- Your goal: Transcribe every entry word for word, but drop the pictures.
(The input)
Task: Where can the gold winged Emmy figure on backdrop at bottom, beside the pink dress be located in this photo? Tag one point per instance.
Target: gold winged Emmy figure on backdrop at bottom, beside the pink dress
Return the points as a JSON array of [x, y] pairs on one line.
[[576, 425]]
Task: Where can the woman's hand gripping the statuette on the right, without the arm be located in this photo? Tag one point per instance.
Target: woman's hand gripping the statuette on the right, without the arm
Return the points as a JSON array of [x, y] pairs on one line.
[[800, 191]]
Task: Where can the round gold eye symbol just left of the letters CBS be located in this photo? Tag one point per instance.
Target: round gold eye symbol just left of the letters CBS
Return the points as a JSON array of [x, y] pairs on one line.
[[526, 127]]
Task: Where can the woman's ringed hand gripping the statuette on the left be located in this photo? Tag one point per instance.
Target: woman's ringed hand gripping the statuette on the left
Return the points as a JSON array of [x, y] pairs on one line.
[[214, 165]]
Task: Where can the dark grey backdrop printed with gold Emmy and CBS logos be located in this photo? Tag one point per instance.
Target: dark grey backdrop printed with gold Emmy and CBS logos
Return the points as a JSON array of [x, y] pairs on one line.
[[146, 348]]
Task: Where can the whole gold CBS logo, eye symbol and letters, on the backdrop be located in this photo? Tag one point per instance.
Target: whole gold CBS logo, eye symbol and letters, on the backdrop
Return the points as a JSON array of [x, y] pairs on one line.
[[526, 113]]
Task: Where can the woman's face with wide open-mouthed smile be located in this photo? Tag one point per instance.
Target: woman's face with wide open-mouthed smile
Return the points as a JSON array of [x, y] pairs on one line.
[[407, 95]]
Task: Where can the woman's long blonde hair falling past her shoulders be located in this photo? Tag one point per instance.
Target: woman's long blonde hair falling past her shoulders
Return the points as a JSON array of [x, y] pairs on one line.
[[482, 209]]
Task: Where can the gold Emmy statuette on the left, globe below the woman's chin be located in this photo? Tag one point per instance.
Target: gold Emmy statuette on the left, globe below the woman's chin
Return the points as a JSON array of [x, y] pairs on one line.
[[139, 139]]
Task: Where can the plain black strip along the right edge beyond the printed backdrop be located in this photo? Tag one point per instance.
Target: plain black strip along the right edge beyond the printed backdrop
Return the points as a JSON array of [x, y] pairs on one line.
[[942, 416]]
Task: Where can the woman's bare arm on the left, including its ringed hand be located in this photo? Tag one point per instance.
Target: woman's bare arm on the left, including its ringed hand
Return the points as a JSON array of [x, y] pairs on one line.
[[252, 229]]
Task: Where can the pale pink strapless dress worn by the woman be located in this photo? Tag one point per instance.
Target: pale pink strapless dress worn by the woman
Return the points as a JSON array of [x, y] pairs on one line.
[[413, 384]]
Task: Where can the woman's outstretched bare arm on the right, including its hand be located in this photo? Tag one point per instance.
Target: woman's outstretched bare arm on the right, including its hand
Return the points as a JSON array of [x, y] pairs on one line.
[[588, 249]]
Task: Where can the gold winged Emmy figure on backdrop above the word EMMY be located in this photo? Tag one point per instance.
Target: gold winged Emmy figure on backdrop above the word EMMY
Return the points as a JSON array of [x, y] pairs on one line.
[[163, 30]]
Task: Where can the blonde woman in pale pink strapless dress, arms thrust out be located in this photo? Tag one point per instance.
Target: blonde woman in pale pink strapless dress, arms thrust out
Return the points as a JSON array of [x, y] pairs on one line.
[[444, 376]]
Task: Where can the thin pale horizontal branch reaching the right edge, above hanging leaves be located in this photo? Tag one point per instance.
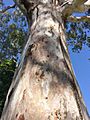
(End The input)
- Reply:
Task: Where can the gold winged Emmy figure on backdrop at bottom, beside the pink dress be located in this photo? Tag one point per instance.
Target: gold winged Emmy figure on backdrop at bottom, beside the pink dress
Return the points as a JSON array of [x, y] pairs on one line.
[[576, 425]]
Task: Where can the woman's hand gripping the statuette on the right, without the arm be located in this photo? Tag one point per instance.
Target: woman's hand gripping the statuette on the right, without the arm
Return the points as a JSON array of [x, y] pairs on one line.
[[800, 191]]
Task: Where can the round gold eye symbol just left of the letters CBS be located in this photo? Tag one point per instance.
Target: round gold eye symbol just left of the letters CBS
Return the points as a JSON array of [x, y] pairs on one line.
[[526, 127]]
Task: Where can the woman's ringed hand gripping the statuette on the left be located in this photo? Tag one point per instance.
Target: woman's ringed hand gripping the statuette on the left
Return the points as a JSON array of [x, y] pairs on one line.
[[214, 165]]
Task: Where can the dark grey backdrop printed with gold Emmy and CBS logos be located in this photo? Tag one point per instance.
Target: dark grey backdrop printed with gold Emmy and CBS logos
Return the points as a JSON array of [x, y] pairs on one line.
[[146, 348]]
Task: Where can the whole gold CBS logo, eye symbol and letters, on the backdrop be located in this photo? Tag one point per instance.
Target: whole gold CBS logo, eye symbol and letters, on the backdrop
Return the points as a JSON array of [x, y] pairs on one line.
[[526, 113]]
Task: Where can the woman's face with wide open-mouthed smile be located in this photo? Tag one point per instance.
Target: woman's face with wide open-mouthed smile
Return the points as a JSON array of [x, y] pairs on one line.
[[407, 95]]
Task: Where can the woman's long blonde hair falling past her shoulders be located in this photo? Tag one point per instance.
Target: woman's long blonde hair falling past her shoulders
Return the points as a JSON array of [x, y] pairs on one line.
[[482, 209]]
Task: Where can the gold Emmy statuette on the left, globe below the woman's chin be located in this photo? Tag one point per instance.
Target: gold Emmy statuette on the left, globe below the woman's chin
Return the points as a JSON array of [x, y] pairs on one line.
[[139, 139]]
Task: Where can the plain black strip along the right edge beyond the printed backdrop be located in this photo? Tag one point per instance.
Target: plain black strip along the right edge beyond the printed backdrop
Return the points as a JSON array of [x, y] pairs on one line.
[[942, 416]]
Task: Where can the woman's bare arm on the left, including its ringed hand be located in this photo? Tag one point per instance.
Target: woman's bare arm on the left, including its ringed hand
Return the points as a JSON array of [x, y] pairs on one line.
[[252, 229]]
Task: Where can the pale pink strapless dress worn by the woman be located in this photo? Tag one point per instance.
Target: pale pink strapless dress worn by the woman
Return the points as a JSON array of [x, y] pairs on one line.
[[413, 384]]
Task: Where can the woman's outstretched bare arm on the right, including its hand be located in this photo? Tag one point per instance.
Target: woman's outstretched bare arm on the right, including its hand
Return the points as a JSON array of [x, y] pairs on one line.
[[588, 249]]
Task: Where can the gold winged Emmy figure on backdrop above the word EMMY be located in this photo? Tag one point per instance.
Target: gold winged Emmy figure on backdrop above the word EMMY
Return the points as a JSON array of [x, y] pairs on one line.
[[163, 30]]
Task: Where can the blonde woman in pale pink strapless dress, arms thrust out be located in this photo? Tag one point per instance.
Target: blonde woman in pale pink strapless dress, arms thrust out
Return the points as a JSON array of [x, y] pairs on one line.
[[444, 376]]
Task: Where can the thin pale horizontal branch reaching the right edge, above hanging leaves be located in this photo? Tag one point per instance.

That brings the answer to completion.